-- Enunciado 1 --
Segundo o texto sobre o ADA 2025, em que cidade está ocorrendo o 85º congresso da American Diabetes Association?
-- Enunciado 2 --
Transcreva do texto sobre o ADA 2025 todo o trecho que vai desde "ADA 2025: Doença" até "renal nesse contexto.".

-- Trecho fornecido --

ADA 2025: Doença cardiovascular e renal na DM1 e as lições advindas do DM2

Uma sessão especial organizada pelo grupo de interesse profissional debateu a aplicabilidade das abordagens cardiorrenais bem estabelecidas no DM2.

O 85º congresso da American Diabetes Association (ADA) de 2025 está ocorrendo em Chicago e, à altura dos congressos anteriores, vem sendo repletos de novidades e atualizações. Um ponto interessante é que não apenas o DM2 vem ganhando atenção, mas o DM1 também vem recebendo sua parcela de destaque. Em um dos simpósios mais interessantes acerca do tema foram abordados aspectos sobre a prevenção cardiovascular e renal nesse contexto. 

Historicamente, a relação entre o diabetes tipo 1 (DM1) e as complicações macrovasculares costumam ser subestimadas em relação ao diabetes tipo 2 (DM2), até pela prevalência do DM2, idade de instalação e associação de outros fatores de risco cardiovasculares relacionados à síndrome metabólica. No entanto, as evidências demonstram que indivíduos com DM1 também enfrentam risco elevado de doença cardiovascular (DCV) e progressão de doença renal crônica (DRC). 

Durante o ADA 2025, uma sessão especial organizada pelo grupo de interesse profissional debateu a aplicabilidade das abordagens cardiorrenais bem estabelecidas no DM2 — particularmente o uso de agonistas do receptor de GLP-1 (aGLP-1), inibidores de SGLT2 e antagonistas do receptor mineralocorticoide não esteroidais (MRA) — no contexto do DM1. O painel, moderado por especialistas renomados, discutiu a oportunidade de repensar a abordagem terapêutica no DM1 para além da glicemia.

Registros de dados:
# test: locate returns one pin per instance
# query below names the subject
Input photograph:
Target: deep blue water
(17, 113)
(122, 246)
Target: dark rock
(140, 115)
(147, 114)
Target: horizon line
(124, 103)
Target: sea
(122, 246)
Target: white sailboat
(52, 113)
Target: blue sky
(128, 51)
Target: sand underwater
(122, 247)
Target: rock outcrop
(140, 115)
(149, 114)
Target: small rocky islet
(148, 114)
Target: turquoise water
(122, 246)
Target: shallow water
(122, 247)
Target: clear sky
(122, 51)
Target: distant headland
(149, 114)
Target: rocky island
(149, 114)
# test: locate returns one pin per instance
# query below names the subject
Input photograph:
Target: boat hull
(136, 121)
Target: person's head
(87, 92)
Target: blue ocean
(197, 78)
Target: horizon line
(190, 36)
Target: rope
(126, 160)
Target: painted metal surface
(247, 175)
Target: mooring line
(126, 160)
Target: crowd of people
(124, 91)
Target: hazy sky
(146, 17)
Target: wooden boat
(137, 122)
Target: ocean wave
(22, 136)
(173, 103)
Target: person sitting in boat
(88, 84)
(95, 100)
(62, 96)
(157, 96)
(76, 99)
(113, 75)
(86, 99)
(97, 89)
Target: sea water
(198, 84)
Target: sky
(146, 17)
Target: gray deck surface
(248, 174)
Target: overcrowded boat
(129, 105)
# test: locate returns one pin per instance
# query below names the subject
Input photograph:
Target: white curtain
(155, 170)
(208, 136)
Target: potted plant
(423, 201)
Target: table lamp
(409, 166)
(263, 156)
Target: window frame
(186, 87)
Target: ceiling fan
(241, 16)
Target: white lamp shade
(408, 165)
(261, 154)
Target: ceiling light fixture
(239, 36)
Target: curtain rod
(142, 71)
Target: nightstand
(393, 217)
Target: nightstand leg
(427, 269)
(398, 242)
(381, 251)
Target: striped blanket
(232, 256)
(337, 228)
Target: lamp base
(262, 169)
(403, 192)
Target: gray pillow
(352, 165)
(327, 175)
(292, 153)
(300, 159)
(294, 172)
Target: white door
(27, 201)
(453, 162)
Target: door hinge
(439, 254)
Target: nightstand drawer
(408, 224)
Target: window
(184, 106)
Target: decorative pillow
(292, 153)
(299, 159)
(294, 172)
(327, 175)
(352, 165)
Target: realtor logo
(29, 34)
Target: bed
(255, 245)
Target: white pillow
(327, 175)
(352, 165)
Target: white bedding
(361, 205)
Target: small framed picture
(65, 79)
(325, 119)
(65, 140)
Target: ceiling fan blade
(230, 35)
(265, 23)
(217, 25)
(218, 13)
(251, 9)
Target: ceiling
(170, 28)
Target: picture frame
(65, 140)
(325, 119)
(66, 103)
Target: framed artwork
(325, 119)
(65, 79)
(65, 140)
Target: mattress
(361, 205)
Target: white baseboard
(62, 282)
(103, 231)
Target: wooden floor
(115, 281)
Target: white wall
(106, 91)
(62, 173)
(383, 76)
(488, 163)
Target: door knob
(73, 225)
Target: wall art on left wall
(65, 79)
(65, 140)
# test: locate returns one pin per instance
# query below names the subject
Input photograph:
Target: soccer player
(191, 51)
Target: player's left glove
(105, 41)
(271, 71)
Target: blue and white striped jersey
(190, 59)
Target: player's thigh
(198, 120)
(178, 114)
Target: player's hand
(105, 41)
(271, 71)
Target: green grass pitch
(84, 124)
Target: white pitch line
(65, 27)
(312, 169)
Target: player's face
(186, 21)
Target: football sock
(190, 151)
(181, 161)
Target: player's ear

-- Área de resposta 1 --
Em Chicago.

-- Área de resposta 2 --
ADA 2025: Doença cardiovascular e renal na DM1 e as lições advindas do DM2

Uma sessão especial organizada pelo grupo de interesse profissional debateu a aplicabilidade das abordagens cardiorrenais bem estabelecidas no DM2.

O 85º congresso da American Diabetes Association (ADA) de 2025 está ocorrendo em Chicago e, à altura dos congressos anteriores, vem sendo repletos de novidades e atualizações. Um ponto interessante é que não apenas o DM2 vem ganhando atenção, mas o DM1 também vem recebendo sua parcela de destaque. Em um dos simpósios mais interessantes acerca do tema foram abordados aspectos sobre a prevenção cardiovascular e renal nesse contexto.